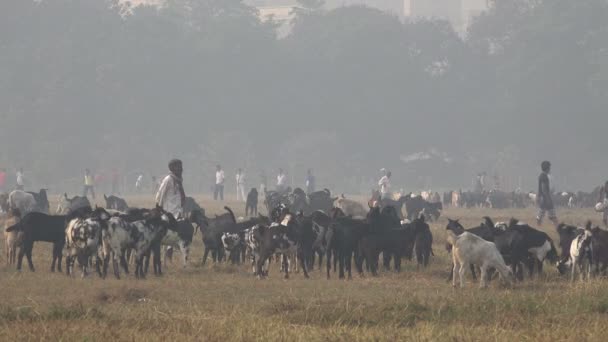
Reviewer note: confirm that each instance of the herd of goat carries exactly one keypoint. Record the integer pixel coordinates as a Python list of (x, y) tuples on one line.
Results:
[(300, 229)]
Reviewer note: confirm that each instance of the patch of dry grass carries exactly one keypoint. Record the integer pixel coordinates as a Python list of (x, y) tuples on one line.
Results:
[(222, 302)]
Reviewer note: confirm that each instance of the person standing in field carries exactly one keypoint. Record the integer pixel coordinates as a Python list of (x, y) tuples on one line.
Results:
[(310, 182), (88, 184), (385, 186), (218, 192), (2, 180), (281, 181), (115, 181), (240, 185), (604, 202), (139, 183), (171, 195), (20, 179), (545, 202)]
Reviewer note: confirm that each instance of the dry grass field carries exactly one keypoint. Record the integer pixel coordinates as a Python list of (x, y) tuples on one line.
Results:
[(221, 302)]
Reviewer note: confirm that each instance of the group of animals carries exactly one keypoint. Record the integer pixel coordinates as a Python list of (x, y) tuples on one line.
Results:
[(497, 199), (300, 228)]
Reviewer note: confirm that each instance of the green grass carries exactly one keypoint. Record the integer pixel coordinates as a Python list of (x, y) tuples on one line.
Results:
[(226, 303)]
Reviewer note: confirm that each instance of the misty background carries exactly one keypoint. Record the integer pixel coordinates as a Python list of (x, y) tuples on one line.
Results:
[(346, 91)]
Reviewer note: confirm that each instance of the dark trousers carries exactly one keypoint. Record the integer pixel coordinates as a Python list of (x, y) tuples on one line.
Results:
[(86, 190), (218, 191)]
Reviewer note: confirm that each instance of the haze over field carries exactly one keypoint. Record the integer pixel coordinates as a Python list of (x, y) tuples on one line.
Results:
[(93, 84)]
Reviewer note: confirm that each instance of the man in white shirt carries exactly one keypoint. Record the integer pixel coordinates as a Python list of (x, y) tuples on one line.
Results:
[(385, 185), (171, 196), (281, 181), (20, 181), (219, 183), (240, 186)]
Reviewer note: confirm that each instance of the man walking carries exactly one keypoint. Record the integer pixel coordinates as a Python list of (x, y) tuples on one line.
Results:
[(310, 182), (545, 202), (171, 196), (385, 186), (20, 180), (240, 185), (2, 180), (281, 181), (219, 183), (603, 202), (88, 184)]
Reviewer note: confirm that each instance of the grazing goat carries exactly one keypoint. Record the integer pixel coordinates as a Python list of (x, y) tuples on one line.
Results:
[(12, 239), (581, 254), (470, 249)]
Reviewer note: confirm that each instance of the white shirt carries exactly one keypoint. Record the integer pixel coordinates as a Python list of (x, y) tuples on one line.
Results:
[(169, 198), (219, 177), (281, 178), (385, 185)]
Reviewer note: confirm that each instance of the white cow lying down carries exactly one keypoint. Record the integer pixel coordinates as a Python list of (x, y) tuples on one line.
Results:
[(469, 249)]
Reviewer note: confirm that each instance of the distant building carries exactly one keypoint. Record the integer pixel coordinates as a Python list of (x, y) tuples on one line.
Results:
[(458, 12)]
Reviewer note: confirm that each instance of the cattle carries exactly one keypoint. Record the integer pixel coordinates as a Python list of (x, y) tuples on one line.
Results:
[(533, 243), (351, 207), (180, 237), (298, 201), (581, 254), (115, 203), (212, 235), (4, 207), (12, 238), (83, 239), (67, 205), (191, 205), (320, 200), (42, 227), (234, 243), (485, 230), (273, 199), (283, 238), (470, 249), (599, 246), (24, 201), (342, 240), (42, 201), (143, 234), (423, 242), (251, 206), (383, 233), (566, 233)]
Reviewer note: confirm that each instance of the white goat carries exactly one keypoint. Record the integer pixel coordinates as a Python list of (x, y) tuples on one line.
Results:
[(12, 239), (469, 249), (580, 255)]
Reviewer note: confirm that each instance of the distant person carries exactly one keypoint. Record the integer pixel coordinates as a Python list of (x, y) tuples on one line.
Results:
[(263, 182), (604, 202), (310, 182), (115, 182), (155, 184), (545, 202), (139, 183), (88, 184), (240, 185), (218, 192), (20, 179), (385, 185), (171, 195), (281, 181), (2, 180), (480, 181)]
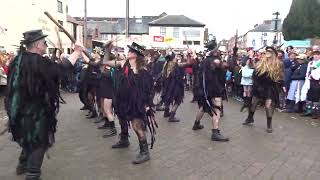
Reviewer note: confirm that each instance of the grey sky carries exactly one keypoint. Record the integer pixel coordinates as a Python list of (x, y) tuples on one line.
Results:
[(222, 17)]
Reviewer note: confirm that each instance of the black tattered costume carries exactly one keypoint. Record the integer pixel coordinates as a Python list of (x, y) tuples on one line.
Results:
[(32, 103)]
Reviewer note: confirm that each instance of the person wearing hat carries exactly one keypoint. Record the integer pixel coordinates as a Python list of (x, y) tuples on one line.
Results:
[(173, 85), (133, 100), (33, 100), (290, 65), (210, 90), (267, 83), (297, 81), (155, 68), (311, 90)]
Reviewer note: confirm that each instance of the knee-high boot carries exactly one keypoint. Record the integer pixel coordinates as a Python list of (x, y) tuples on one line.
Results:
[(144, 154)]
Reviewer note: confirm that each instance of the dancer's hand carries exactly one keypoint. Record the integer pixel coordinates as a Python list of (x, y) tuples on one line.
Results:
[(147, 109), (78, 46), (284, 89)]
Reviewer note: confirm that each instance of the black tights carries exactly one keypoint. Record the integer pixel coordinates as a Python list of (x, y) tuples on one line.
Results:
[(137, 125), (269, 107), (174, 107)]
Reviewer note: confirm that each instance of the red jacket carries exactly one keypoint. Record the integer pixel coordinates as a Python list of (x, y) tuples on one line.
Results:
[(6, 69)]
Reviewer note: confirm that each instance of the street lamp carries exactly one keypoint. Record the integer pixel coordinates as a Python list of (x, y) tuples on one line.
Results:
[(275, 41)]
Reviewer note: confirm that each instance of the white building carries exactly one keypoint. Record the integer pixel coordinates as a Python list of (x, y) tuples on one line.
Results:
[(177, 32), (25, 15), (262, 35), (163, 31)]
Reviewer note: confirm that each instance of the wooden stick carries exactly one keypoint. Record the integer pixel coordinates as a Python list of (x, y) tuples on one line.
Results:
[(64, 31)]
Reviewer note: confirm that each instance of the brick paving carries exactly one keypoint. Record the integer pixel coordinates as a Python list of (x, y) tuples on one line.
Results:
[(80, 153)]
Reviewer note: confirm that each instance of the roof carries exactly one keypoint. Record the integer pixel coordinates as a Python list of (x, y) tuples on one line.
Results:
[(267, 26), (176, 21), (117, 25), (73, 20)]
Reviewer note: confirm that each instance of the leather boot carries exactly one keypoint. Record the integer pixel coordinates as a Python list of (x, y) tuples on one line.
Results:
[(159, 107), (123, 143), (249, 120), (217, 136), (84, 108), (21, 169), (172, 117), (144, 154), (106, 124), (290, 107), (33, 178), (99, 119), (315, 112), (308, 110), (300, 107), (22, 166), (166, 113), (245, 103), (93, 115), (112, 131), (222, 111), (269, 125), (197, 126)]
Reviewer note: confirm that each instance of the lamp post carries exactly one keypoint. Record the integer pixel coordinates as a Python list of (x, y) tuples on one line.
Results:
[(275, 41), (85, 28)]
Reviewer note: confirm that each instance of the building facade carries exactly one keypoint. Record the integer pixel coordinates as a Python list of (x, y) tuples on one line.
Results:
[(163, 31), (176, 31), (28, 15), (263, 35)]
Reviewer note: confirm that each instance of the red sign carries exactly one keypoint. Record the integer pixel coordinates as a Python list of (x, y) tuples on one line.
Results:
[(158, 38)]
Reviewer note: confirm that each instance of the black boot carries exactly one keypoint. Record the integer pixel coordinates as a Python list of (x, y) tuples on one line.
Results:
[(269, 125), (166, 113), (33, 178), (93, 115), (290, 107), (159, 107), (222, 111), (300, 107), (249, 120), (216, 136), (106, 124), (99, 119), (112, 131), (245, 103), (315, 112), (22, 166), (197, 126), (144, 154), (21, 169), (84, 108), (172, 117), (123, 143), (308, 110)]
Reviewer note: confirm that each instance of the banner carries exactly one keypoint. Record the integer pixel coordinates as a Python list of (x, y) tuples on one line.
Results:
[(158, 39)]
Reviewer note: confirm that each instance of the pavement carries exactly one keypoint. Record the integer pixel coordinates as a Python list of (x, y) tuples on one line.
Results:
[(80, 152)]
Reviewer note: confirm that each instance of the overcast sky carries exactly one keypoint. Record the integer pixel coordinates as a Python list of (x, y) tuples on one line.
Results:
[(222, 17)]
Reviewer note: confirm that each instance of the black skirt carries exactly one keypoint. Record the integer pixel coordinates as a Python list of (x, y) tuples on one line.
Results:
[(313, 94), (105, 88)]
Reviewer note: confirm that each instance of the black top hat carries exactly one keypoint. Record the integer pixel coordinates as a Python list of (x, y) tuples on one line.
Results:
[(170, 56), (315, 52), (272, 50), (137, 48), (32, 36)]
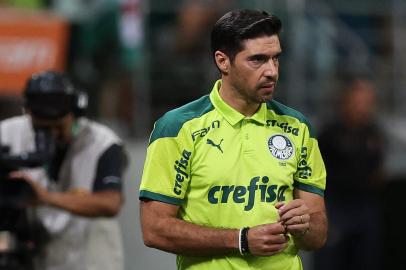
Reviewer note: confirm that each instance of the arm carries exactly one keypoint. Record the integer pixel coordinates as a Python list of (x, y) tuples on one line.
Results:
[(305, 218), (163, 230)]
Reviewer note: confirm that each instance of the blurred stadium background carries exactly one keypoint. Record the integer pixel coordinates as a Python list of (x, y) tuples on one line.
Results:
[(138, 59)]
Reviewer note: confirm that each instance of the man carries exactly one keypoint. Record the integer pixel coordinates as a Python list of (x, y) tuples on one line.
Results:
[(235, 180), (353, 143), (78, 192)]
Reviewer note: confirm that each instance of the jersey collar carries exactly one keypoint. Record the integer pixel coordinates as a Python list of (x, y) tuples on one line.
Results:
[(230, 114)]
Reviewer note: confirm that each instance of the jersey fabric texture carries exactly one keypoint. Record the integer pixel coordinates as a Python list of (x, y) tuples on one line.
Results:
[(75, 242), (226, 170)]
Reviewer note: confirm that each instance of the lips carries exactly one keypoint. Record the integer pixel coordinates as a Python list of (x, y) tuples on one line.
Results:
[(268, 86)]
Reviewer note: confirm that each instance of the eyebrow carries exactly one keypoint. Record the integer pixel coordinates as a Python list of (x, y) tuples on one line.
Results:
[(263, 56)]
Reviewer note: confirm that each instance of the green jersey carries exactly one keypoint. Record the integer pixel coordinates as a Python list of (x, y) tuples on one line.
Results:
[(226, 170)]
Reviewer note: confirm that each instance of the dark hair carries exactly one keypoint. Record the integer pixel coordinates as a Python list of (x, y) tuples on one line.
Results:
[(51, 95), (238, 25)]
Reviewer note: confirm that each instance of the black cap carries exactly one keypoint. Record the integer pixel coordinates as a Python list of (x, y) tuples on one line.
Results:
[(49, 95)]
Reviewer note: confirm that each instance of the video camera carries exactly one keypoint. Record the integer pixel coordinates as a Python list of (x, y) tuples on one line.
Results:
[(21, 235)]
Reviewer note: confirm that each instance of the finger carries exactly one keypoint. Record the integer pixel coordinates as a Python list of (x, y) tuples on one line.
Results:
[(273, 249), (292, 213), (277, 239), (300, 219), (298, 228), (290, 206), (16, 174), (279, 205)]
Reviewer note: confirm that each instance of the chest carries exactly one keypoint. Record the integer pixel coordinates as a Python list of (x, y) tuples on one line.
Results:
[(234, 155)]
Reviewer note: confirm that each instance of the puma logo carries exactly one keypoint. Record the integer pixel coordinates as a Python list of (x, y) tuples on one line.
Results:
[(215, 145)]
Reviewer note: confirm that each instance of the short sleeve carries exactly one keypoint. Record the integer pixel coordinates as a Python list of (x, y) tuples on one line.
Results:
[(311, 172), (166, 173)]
--
Required work: Within the material above, find the lines that contain the word "distant"; copy them.

Solution for this exercise:
Reviewer note: confirm that each instance of the distant building carries exactly one keypoint. Record the integer pixel coordinates as a Python list of (x, y) tuples on one line.
Reviewer note: confirm that each instance of the distant person carries exactly one keypoint. Record the integer pixel coordinates as a Python list of (x, y) tuples on one line.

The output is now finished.